─── Given entries ───
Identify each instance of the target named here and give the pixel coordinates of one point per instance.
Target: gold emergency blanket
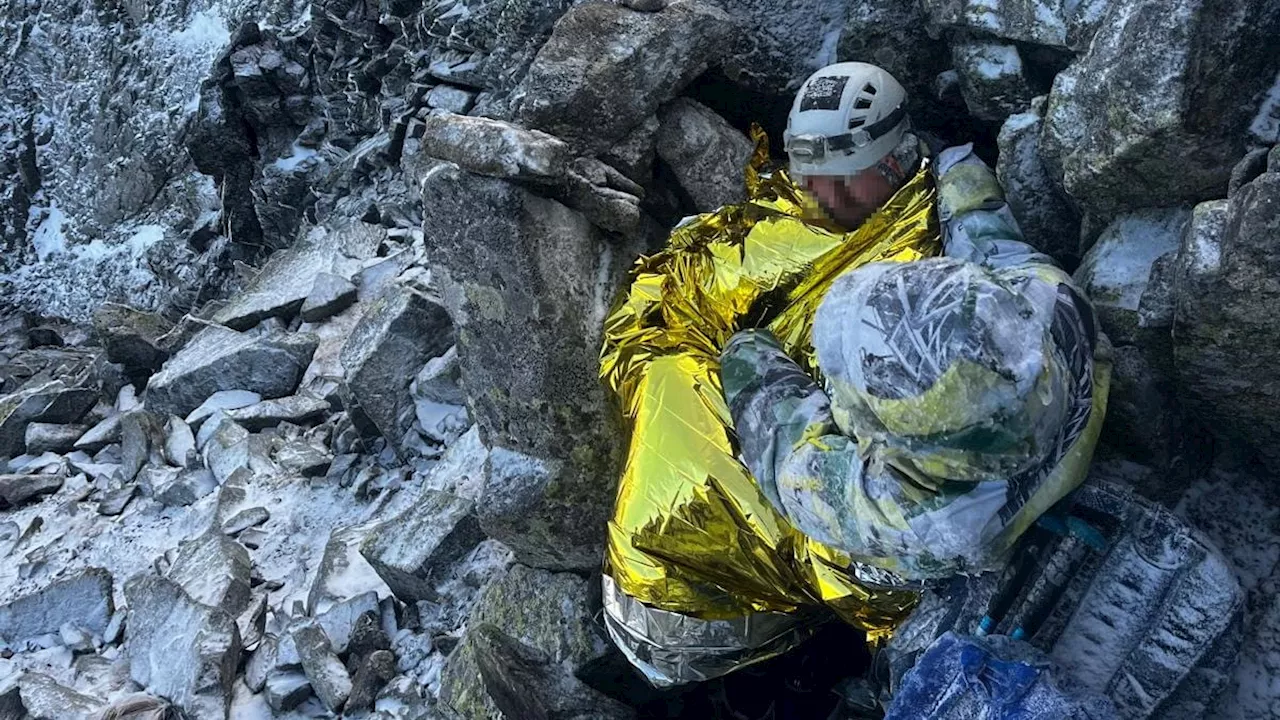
(691, 533)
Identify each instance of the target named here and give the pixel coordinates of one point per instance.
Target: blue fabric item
(992, 678)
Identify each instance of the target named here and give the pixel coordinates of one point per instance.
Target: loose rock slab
(222, 359)
(407, 548)
(85, 600)
(179, 648)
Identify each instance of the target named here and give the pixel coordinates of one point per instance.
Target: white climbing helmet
(845, 118)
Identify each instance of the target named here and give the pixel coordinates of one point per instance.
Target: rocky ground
(300, 305)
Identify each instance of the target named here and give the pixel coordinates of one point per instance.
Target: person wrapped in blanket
(958, 391)
(954, 386)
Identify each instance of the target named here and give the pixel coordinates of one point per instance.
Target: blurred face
(851, 199)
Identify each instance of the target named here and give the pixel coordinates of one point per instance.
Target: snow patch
(49, 238)
(296, 158)
(995, 62)
(208, 31)
(1116, 270)
(1266, 124)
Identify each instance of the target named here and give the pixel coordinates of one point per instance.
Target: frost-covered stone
(283, 285)
(393, 340)
(141, 442)
(339, 620)
(1045, 214)
(531, 326)
(19, 490)
(76, 638)
(186, 487)
(991, 78)
(132, 337)
(1226, 327)
(223, 400)
(775, 46)
(1137, 121)
(113, 502)
(438, 381)
(214, 569)
(44, 698)
(634, 155)
(1116, 269)
(304, 459)
(526, 682)
(329, 295)
(48, 402)
(1128, 276)
(179, 445)
(101, 434)
(407, 551)
(297, 409)
(343, 572)
(606, 68)
(49, 437)
(1029, 21)
(896, 36)
(376, 669)
(286, 691)
(707, 154)
(451, 99)
(179, 648)
(324, 671)
(246, 519)
(83, 600)
(549, 613)
(220, 359)
(494, 147)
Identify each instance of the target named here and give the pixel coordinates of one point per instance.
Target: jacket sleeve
(977, 224)
(789, 440)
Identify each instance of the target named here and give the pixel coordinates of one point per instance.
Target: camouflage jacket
(920, 506)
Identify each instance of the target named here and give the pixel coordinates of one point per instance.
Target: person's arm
(776, 406)
(977, 224)
(821, 481)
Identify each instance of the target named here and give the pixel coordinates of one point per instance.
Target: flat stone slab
(179, 648)
(219, 359)
(83, 600)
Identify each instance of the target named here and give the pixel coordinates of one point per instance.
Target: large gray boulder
(54, 401)
(992, 78)
(1128, 274)
(1159, 108)
(408, 551)
(391, 343)
(707, 154)
(1046, 215)
(1226, 327)
(607, 68)
(179, 648)
(132, 337)
(219, 359)
(83, 600)
(494, 147)
(529, 282)
(1042, 22)
(288, 277)
(214, 569)
(528, 625)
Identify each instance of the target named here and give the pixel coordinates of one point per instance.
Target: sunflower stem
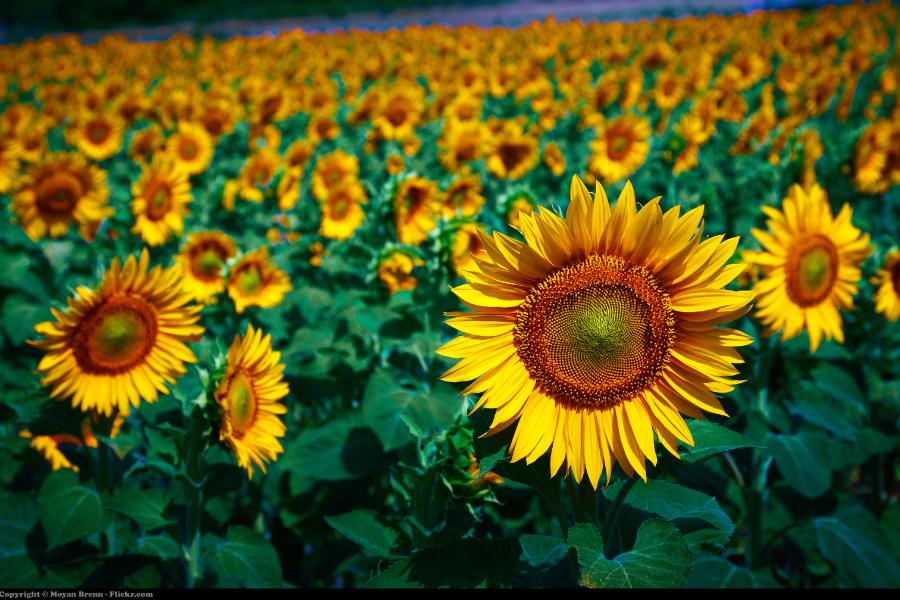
(611, 525)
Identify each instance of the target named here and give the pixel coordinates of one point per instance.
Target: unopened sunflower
(159, 201)
(600, 331)
(250, 399)
(810, 266)
(887, 282)
(255, 281)
(120, 343)
(202, 259)
(60, 191)
(415, 208)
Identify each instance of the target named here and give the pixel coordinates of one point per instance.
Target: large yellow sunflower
(119, 344)
(255, 281)
(810, 266)
(621, 146)
(202, 259)
(159, 201)
(59, 191)
(249, 396)
(415, 209)
(887, 280)
(191, 147)
(599, 331)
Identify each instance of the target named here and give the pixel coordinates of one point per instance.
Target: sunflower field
(577, 304)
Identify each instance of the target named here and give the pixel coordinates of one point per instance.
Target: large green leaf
(69, 510)
(853, 542)
(458, 563)
(711, 439)
(711, 571)
(246, 559)
(673, 501)
(660, 558)
(804, 461)
(362, 527)
(144, 506)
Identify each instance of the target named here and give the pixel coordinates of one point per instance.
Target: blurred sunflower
(202, 259)
(887, 282)
(160, 199)
(599, 331)
(250, 398)
(621, 146)
(257, 174)
(395, 270)
(97, 135)
(255, 281)
(416, 206)
(120, 343)
(61, 190)
(810, 266)
(191, 147)
(332, 171)
(342, 212)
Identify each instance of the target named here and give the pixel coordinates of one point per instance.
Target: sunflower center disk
(242, 403)
(811, 270)
(595, 333)
(116, 337)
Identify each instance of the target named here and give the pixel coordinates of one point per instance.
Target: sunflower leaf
(362, 527)
(69, 511)
(660, 558)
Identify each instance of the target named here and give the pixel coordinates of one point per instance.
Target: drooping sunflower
(191, 147)
(621, 146)
(249, 397)
(342, 212)
(599, 331)
(255, 281)
(159, 201)
(887, 282)
(97, 135)
(416, 206)
(202, 259)
(810, 266)
(395, 270)
(120, 343)
(59, 191)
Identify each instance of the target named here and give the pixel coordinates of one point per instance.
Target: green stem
(611, 524)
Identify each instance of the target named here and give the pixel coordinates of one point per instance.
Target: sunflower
(255, 281)
(249, 397)
(9, 163)
(257, 174)
(59, 191)
(395, 270)
(119, 344)
(332, 171)
(202, 259)
(191, 147)
(463, 196)
(621, 146)
(415, 208)
(466, 246)
(342, 212)
(554, 159)
(810, 266)
(512, 154)
(887, 280)
(160, 199)
(599, 331)
(97, 135)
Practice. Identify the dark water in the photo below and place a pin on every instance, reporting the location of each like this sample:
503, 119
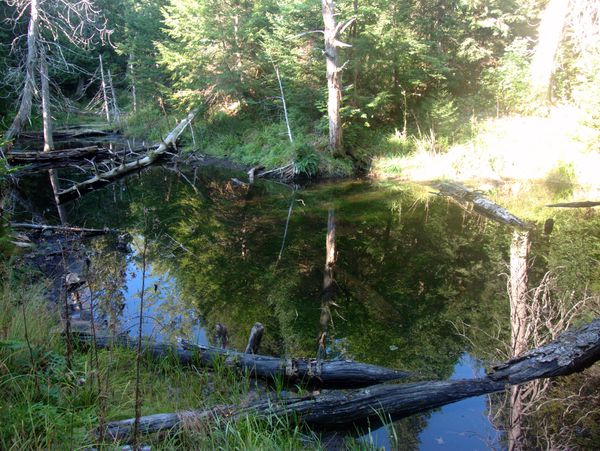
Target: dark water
420, 284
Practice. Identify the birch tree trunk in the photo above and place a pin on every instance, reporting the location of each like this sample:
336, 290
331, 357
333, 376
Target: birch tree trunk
132, 78
549, 36
104, 90
46, 113
30, 68
334, 77
519, 253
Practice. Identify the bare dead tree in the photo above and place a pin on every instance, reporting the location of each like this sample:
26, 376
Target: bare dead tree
51, 24
332, 30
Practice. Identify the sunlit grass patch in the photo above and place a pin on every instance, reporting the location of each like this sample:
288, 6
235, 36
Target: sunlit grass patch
556, 149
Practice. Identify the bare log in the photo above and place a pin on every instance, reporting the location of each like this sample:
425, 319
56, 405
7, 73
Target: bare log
572, 352
329, 374
42, 227
255, 338
480, 204
124, 168
55, 155
285, 173
584, 204
221, 335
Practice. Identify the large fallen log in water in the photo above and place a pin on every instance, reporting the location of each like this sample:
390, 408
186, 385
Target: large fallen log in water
480, 204
52, 156
582, 204
312, 372
65, 229
105, 177
572, 352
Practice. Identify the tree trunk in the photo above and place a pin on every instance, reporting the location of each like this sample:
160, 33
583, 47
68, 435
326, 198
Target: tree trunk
132, 79
519, 254
46, 113
62, 212
104, 90
113, 96
334, 77
287, 121
549, 36
30, 69
572, 352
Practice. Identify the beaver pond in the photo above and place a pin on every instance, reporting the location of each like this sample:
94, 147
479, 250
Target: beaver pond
419, 283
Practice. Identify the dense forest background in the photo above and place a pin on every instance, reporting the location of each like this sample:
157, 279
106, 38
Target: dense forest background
414, 73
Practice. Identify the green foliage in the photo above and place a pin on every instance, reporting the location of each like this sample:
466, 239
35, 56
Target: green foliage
509, 80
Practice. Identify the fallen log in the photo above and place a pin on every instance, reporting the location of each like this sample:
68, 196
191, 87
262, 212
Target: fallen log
55, 155
255, 339
42, 227
68, 133
103, 178
572, 352
584, 204
480, 204
311, 372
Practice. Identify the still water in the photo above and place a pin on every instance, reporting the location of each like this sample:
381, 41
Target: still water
419, 283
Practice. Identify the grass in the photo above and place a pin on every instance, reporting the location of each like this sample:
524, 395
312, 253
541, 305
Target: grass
550, 149
46, 405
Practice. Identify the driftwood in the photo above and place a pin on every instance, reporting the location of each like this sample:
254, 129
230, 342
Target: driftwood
42, 227
68, 133
480, 204
55, 155
221, 337
285, 173
255, 339
124, 168
312, 372
572, 352
584, 204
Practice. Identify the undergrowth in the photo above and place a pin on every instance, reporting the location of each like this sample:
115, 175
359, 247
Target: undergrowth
47, 405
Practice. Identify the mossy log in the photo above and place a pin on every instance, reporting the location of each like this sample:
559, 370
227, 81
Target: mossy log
312, 372
572, 352
582, 204
151, 156
481, 205
52, 156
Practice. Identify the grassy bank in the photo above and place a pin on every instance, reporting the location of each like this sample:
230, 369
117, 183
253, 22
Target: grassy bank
558, 150
52, 400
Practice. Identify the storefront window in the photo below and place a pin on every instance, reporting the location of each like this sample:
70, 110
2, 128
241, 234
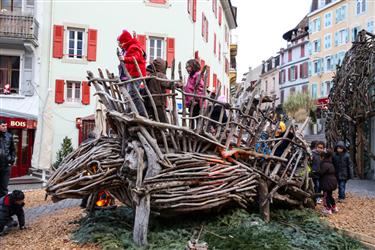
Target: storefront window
25, 140
9, 74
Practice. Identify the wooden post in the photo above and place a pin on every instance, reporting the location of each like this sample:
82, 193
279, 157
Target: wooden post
264, 202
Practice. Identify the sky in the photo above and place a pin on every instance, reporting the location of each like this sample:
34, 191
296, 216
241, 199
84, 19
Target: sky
261, 25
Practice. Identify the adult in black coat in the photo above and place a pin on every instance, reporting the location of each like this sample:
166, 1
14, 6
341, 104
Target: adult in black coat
328, 182
12, 204
343, 166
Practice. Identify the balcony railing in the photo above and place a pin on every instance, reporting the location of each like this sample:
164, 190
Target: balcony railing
17, 26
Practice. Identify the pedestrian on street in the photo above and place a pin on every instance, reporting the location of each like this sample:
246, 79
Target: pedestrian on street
132, 49
343, 166
315, 164
7, 157
12, 204
194, 85
328, 182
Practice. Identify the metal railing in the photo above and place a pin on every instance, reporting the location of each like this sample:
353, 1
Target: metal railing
17, 26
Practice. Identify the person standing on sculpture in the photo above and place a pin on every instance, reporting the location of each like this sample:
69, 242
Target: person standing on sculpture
7, 157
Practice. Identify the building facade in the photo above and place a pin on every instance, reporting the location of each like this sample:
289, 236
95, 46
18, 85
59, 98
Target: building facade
293, 73
269, 77
333, 26
19, 76
82, 39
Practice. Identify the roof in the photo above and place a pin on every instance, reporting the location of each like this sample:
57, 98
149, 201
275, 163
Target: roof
303, 25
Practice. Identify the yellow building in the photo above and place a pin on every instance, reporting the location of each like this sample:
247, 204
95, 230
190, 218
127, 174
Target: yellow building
333, 25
───
(Request) Copy out verbatim every line from the first one down to and including the line containing "(1266, 124)", and leave the pictures out.

(Written reply)
Identify each instance of the target named here and give the pixel coordinates of one point per instance.
Target: gold emergency blanket
(691, 533)
Identify each instance of the target named here and give the pixel coordinates of one point per instance.
Target: blue fabric item
(992, 678)
Identify each instance of the target named here and give the pixel coordinates of one point per instance.
Target: loose rock slab
(222, 359)
(407, 548)
(85, 600)
(179, 648)
Identify each instance of the target named here and give the pixel coordinates of one point per instance.
Target: white climbing helmet
(845, 118)
Identify each instance of the target named here and give the pixel coordinates of one point per instance.
Target: rocky ground
(300, 305)
Identify each instance of the target named here and give the pixel coordinates of one point per instance.
Target: person wrapped in blanket
(958, 391)
(954, 386)
Identify each instance of the target named here and give the pixel coordinates of one point per instance.
Target: blurred face
(851, 199)
Identify each instance of the target named here and give the pixel coordinates of one point per instance.
Target: snow patch
(49, 238)
(296, 158)
(995, 62)
(208, 31)
(1116, 270)
(1266, 124)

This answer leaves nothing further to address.